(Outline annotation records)
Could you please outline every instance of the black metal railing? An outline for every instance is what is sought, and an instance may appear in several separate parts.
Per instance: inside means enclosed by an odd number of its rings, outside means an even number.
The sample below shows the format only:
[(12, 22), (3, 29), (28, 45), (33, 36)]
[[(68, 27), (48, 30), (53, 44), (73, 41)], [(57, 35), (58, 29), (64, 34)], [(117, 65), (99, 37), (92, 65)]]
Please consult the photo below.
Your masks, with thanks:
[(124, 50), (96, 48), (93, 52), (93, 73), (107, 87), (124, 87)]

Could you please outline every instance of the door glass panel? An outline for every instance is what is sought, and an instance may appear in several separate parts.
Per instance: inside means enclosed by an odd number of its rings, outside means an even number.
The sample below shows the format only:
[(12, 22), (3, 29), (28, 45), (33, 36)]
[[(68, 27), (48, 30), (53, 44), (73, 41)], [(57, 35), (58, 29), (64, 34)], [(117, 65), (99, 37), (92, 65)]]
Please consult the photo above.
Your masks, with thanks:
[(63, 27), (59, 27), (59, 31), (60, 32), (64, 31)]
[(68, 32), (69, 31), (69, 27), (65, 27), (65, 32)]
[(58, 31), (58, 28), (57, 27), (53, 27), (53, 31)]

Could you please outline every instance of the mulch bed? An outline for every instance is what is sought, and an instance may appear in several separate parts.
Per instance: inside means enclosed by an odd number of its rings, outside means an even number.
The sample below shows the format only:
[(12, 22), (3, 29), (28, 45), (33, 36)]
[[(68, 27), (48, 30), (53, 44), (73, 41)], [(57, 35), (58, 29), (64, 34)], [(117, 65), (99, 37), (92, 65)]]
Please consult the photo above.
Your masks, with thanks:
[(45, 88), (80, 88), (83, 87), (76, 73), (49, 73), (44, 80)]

*Instructions to follow*
Rewrite the listing so that every "Per instance" becomes "For each instance", and keep all other wording the same.

*Result of this task*
Could you please outline every instance of the black metal railing? An outline for every instance is what is sought, and an instance may appear in several separate parts.
For each instance: inside means enclosed by an odd number of its rings, outside means an even number.
The sample below shows the format only:
[(12, 22), (3, 29), (28, 45), (33, 36)]
[[(68, 27), (48, 30), (53, 44), (73, 41)], [(57, 35), (58, 29), (64, 34)], [(117, 65), (99, 37), (92, 65)]]
Please consult the photo below.
Your masks, with thanks:
[(124, 50), (96, 48), (93, 52), (93, 73), (107, 87), (124, 87)]

Could you please outline every instance of the door glass panel? An outline for every instance is what is sought, and an instance may appear in several separate parts.
For each instance: inside means enclosed by an odd number of its rings, outside means an even number.
The sample below shows the format only:
[(12, 22), (3, 29), (28, 45), (33, 36)]
[[(68, 27), (48, 30), (53, 44), (73, 41)], [(57, 35), (58, 29), (64, 34)], [(117, 65), (99, 37), (92, 65)]]
Please consult the photo above.
Your masks, with thanks:
[(63, 27), (59, 27), (59, 31), (60, 32), (64, 31)]
[(68, 32), (69, 31), (69, 27), (65, 27), (65, 32)]
[(58, 31), (58, 28), (57, 27), (53, 27), (53, 31)]

Could you please outline every instance of the mulch bed? An outline for every instance is what is sought, and an instance may appear in several separate parts.
For each instance: inside means enclosed by an odd number of its rings, outside means an even number.
The sample below shows the format only:
[(12, 22), (3, 29), (28, 45), (33, 36)]
[[(68, 27), (48, 30), (53, 44), (73, 41)], [(57, 35), (58, 29), (64, 34)], [(117, 65), (99, 37), (92, 65)]]
Please consult the photo above.
Your masks, with thanks:
[(45, 88), (80, 88), (83, 87), (76, 73), (49, 73), (44, 80)]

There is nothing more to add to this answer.